Each record must appear in the answer exactly as it does in the data.

:: Source information

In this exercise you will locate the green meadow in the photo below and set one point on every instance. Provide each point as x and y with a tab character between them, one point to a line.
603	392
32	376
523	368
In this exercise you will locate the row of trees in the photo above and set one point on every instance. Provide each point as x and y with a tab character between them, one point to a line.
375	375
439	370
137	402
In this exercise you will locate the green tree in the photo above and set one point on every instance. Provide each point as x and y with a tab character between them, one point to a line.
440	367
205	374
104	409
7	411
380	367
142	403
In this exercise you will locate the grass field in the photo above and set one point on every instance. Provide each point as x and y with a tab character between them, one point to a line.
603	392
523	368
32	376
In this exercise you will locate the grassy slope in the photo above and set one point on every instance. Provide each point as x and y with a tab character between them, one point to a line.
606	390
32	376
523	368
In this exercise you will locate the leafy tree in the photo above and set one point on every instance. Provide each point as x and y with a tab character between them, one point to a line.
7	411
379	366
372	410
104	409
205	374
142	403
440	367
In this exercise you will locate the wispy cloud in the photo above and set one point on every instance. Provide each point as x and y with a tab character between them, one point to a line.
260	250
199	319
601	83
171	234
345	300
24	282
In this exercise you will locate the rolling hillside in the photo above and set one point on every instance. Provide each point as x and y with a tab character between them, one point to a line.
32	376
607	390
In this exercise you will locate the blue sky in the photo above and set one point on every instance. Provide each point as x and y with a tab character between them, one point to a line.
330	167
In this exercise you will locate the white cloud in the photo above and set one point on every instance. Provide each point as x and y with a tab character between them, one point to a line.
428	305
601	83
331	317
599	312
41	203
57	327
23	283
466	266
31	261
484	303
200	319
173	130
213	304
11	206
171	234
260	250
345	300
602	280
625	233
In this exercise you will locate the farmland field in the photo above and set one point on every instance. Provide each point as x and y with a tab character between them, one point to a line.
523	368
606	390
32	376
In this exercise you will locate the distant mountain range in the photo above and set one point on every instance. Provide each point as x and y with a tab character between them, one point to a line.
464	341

::::

→ Output of the task
In this exercise you will locate the green meadow in the photo below and set one point on every instance. Provide each point as x and y with a tab character between them, one point to a line.
603	392
32	376
523	368
In this exercise you will locate the row of trees in the photo above and set one point on every instance. Provide each point as x and y with a tab character between them, one point to a line.
375	375
439	370
137	402
In this exercise you will locate the green tree in the photo above and set one point on every instance. Provide each point as x and y with a tab character between them, one point to a line.
440	367
205	374
104	409
7	411
380	367
142	403
In this exercise you will locate the grass field in the photo above and set one point on every instance. Provide each point as x and y with a tab character between them, one point to a line.
603	392
523	368
32	376
In this exercise you will locate the grassy slope in the photo above and set one point on every instance. Provide each point as x and y with a tab character between them, one point to a line.
606	390
32	376
523	368
In this exercise you will locate the leafy tree in the photo above and set one point on every instance. Provide each point as x and y with a tab character between them, one point to a line.
7	411
379	366
372	410
104	409
205	374
142	403
440	367
In this exercise you will locate the wispy cloud in the photo above and set one point on every instance. Provide each point as x and y with a tab character between them, one point to a line.
260	250
199	319
601	83
171	234
345	300
24	282
In this exercise you will locate the rolling hillside in the photo above and set one point on every instance. Provide each point as x and y with a tab character between them, one point to a line.
32	376
607	390
In this exercise you will locate the blue sky in the photo above and set one point on every instance. Provide each point as x and y with a tab character between them, one point to a line.
330	167
In this exercise you will locate the white cloud in the photo above and set one point on every instance. Provide each point as x and y with a tab character between them, one point to a line.
428	305
601	83
331	317
599	312
41	203
57	327
23	283
466	266
31	261
484	303
200	319
173	130
213	304
11	206
171	234
260	250
345	300
602	280
625	233
In this exercise you will locate the farmland field in the photo above and set one point on every instance. Provide each point as x and y with a tab character between them, one point to a line.
523	368
606	390
32	376
In this exercise you will locate the distant mountain range in the photo above and set one point on every instance. Provide each point as x and y with a tab character between them, one point to a line.
464	341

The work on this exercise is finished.